• [Exercise directions] An exact transcription of the entries is required, with none of the pictures carried over.

______________________________

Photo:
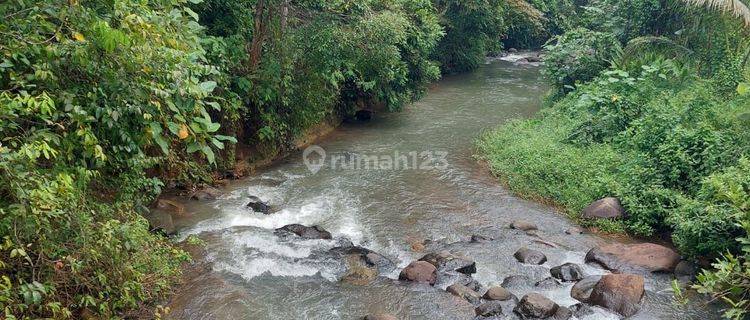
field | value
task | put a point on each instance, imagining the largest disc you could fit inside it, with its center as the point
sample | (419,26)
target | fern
(734,7)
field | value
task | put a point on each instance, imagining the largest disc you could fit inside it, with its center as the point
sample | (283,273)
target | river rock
(516,281)
(497,293)
(562,313)
(314,232)
(368,257)
(523,225)
(380,316)
(567,272)
(171,207)
(464,292)
(258,205)
(547,283)
(535,306)
(530,256)
(489,309)
(452,277)
(160,222)
(581,310)
(607,208)
(419,271)
(363,115)
(446,261)
(630,258)
(476,238)
(582,289)
(620,293)
(207,193)
(685,270)
(534,58)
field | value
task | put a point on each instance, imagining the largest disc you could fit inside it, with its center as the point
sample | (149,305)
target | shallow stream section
(253,272)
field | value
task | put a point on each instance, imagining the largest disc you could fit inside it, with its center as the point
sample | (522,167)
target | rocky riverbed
(436,242)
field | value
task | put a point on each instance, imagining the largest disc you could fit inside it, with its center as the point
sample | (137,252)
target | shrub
(472,29)
(578,55)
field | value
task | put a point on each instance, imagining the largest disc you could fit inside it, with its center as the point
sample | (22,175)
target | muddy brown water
(400,213)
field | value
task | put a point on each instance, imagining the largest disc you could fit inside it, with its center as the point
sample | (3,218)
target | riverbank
(259,270)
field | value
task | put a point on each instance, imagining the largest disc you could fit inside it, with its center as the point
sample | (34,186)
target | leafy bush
(578,55)
(531,24)
(92,95)
(472,29)
(640,137)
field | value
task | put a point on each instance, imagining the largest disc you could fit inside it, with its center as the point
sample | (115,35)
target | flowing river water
(254,273)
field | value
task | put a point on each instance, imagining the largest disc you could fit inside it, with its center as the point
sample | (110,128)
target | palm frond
(733,7)
(525,8)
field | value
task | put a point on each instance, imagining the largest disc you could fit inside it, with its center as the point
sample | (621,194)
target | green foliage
(642,137)
(328,59)
(728,195)
(578,55)
(92,95)
(531,24)
(472,29)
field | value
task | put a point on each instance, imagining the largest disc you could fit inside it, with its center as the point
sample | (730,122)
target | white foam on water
(269,243)
(255,266)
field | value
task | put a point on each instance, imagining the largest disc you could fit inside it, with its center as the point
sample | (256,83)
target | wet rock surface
(523,225)
(489,309)
(536,306)
(582,289)
(447,261)
(258,205)
(207,193)
(419,271)
(497,293)
(530,256)
(464,292)
(567,272)
(621,293)
(380,316)
(548,283)
(634,258)
(314,232)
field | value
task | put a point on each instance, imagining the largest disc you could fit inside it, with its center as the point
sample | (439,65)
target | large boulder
(582,289)
(620,293)
(497,293)
(536,306)
(207,193)
(464,292)
(258,205)
(607,208)
(635,257)
(452,277)
(362,265)
(160,222)
(517,281)
(314,232)
(446,261)
(530,256)
(567,272)
(419,271)
(523,225)
(548,283)
(171,207)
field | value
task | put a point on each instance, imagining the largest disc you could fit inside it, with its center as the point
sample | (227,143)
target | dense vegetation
(105,103)
(651,106)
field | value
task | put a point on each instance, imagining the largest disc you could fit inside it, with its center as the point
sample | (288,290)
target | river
(401,213)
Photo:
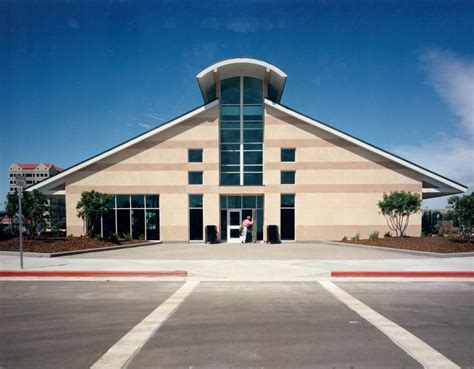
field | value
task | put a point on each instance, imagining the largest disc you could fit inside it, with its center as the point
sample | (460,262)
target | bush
(461,211)
(397,207)
(114,239)
(374,236)
(90,208)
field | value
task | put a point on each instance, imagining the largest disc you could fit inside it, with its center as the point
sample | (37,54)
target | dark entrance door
(287,224)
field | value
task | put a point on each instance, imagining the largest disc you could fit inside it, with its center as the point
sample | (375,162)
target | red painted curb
(91,273)
(408,274)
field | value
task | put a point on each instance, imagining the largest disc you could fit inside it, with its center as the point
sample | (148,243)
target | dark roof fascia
(369,144)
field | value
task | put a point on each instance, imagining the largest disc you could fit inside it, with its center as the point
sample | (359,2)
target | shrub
(374,236)
(91,207)
(397,207)
(34,211)
(356,238)
(114,239)
(461,211)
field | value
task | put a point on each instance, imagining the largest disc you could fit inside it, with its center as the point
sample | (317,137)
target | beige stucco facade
(339,179)
(337,187)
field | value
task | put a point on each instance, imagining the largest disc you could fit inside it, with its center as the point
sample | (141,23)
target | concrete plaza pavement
(57,324)
(285,262)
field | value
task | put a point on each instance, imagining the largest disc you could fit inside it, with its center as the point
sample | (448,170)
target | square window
(234,202)
(152,201)
(195,177)
(287,200)
(195,155)
(230,179)
(123,201)
(195,201)
(288,154)
(287,177)
(138,201)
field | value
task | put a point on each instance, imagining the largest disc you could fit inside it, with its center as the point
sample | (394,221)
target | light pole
(20,183)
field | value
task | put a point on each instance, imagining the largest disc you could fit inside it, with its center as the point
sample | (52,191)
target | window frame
(195,172)
(195,150)
(288,172)
(288,149)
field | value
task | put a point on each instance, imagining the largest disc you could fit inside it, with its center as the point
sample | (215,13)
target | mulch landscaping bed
(430,244)
(50,245)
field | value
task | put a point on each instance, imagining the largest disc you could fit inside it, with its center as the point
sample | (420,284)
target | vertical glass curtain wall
(287,217)
(196,218)
(241,131)
(135,215)
(248,204)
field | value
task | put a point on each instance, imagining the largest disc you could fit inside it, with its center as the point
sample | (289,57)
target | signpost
(20,183)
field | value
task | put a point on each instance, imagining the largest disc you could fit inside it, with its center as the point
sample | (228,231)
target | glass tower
(241,131)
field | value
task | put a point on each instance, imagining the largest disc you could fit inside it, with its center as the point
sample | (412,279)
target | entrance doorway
(245,205)
(234,219)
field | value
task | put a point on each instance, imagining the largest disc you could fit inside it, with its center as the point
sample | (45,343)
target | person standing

______________________________

• [Solution for this exercise]
Photo:
field | value
task | put a point on each instance, imagining the largest disc you could fit inside it, with its center as the point
sample | (419,26)
target | fern
(734,7)
field | value
task | put a point on each instance, imagining the largest disc you could fit inside it, with its center as the point
sample | (283,273)
target | river rock
(516,281)
(497,293)
(562,313)
(314,232)
(368,257)
(523,225)
(380,316)
(567,272)
(171,207)
(464,292)
(258,205)
(547,283)
(535,306)
(530,256)
(489,309)
(452,277)
(160,222)
(581,310)
(607,208)
(419,271)
(363,115)
(446,261)
(630,258)
(476,238)
(582,289)
(620,293)
(207,193)
(685,270)
(534,58)
field | value
task | put a point on each instance, imagining the largest disc you could fit inside it, with its center as the point
sample | (149,305)
target | shallow stream section
(253,272)
field | value
task | put a point on each instance, imagining the largest disc you could fit inside it, with its center as the point
sample | (522,167)
target | rocky riverbed
(436,242)
field | value
task | put a point on each instance, imagining the largest disc you could fit inside it, with its center as the point
sample | (137,252)
target | shrub
(472,29)
(578,55)
field | value
task | put a point on each instance, imagining the largest disc you could fit inside it, with its center as the point
sample | (22,175)
target | muddy brown water
(400,213)
field | value
task | put a point on each instance, imagining the largest disc you could fit inside it, with its center as the point
sample | (3,218)
target | riverbank
(259,270)
field | value
task | put a point on each instance, imagining the largest disc you could fit inside it, with its center as the point
sample | (34,186)
target | leafy bush
(578,55)
(531,24)
(92,95)
(472,29)
(640,137)
field | value
task | put a point on each instance, imagining the largest disc you could fit inside it, with its center as the point
sample | (115,35)
target | flowing river water
(254,273)
field | value
task | put a point on each instance, imagining the largest disc you could fit inside it, with its center as the point
sample | (110,128)
target | palm frond
(733,7)
(525,8)
field | value
task | put a point on each instance, imagining the largest disc you could fit inside it, with its center as the point
sample | (621,194)
target | green foliage
(642,137)
(328,59)
(728,195)
(578,55)
(92,95)
(531,24)
(472,29)
field | value
task | put a point on each instance, imagining the largest disc you could fit inside it, with its center as the point
sample | (730,122)
target | white foam on water
(269,243)
(255,266)
field | value
task | put a point on each instance, imagining the largest disc you could fit inside it, with its center as the point
sample | (256,83)
target | wet rock surface
(523,225)
(489,309)
(536,306)
(582,289)
(447,261)
(258,205)
(207,193)
(419,271)
(497,293)
(530,256)
(464,292)
(567,272)
(621,293)
(380,316)
(548,283)
(634,258)
(314,232)
field | value
task | put a point on each instance, imagining the largest disc you could fit inside it, with its center as the point
sample | (439,65)
target | large boulder
(582,289)
(620,293)
(497,293)
(536,306)
(207,193)
(464,292)
(258,205)
(607,208)
(635,257)
(452,277)
(362,265)
(160,222)
(517,281)
(314,232)
(446,261)
(530,256)
(567,272)
(419,271)
(523,225)
(548,283)
(171,207)
field | value
task | put a point on each instance, imagining the largest disc you could fit inside it, with its center as the point
sample | (227,143)
target | dense vegetation
(105,103)
(651,106)
field | value
task | put a point on each instance, imagining the largest disc you could fit inside it, with its center as the point
sample | (288,290)
target | river
(401,213)
Photo:
field | value
task | put a point on each instance, imagining the largest disc you could fit inside it, with its center as the point
sample | (460,262)
target | bush
(461,211)
(397,207)
(114,239)
(374,236)
(90,208)
field | value
task | put a point on each instance, imagining the largest disc you could fit inside it, with its center as the point
sample | (37,54)
target | dark entrance door
(287,224)
field | value
task | put a point on each instance, imagining the largest disc you could fit inside it, with its center as the point
sample | (375,162)
target | red painted curb
(91,273)
(408,274)
field | value
task | put a point on each instance, imagining the largest disc you could fit inside it, with its center as the point
sample | (148,243)
target | dark roof fascia
(369,144)
field | value
task | put a point on each instance, imagining the largest disc you could fit inside it, with its center as the point
sample | (359,2)
target | shrub
(374,236)
(91,207)
(397,207)
(34,211)
(356,238)
(114,239)
(461,211)
field | value
task | put a point on each instance, imagining the largest disc you could fit inside it, with its center as the point
sample | (317,137)
target | beige stucco facade
(339,179)
(337,187)
field | value
task | put a point on each instance, imagining the largest disc you could fit inside it, with its center as the point
sample | (141,23)
target | concrete plaza pavement
(57,324)
(285,262)
field | value
task | put a point on each instance, imagining the largest disc you could fit inside it, with its center as the point
sample | (448,170)
target | square window
(234,202)
(152,201)
(195,177)
(287,200)
(195,155)
(230,179)
(123,201)
(195,201)
(288,154)
(287,177)
(138,201)
field | value
task | put a point on each instance, imagining the largest disc you could fit inside it, with its center as the point
sample | (394,221)
target | light pole
(20,183)
field | value
task | put a point on each instance, imagining the largest disc you could fit inside it, with its center as the point
sample | (52,191)
target | window frame
(195,172)
(195,150)
(288,172)
(288,149)
field | value
task | put a point on each instance, imagining the largest disc you could fit inside it, with its center as the point
sample | (215,13)
target | mulch landscaping bed
(430,244)
(50,245)
field | value
task | put a point on each instance, imagining the largest disc you could fit inside it, with its center as the point
sample | (420,284)
target | vertical glass curtain wall
(287,217)
(196,218)
(241,131)
(135,215)
(248,204)
field | value
task | put a point on each instance, imagining the largest disc you could fit inside it, with its center as the point
sample | (289,57)
target | signpost
(20,183)
field | value
task | put a point on each instance, imagining the largest disc you could fit inside it, with its center as the point
sample | (228,231)
target | glass tower
(241,131)
field | value
task | put a point on each instance, imagining the largest disc you could fit inside it, with its center as the point
sample | (412,279)
target | entrance doorway
(245,205)
(234,219)
field | value
task | put a point on each instance, imagining the largest disc you could fit inside it, with its center as the point
sample | (45,343)
target | person standing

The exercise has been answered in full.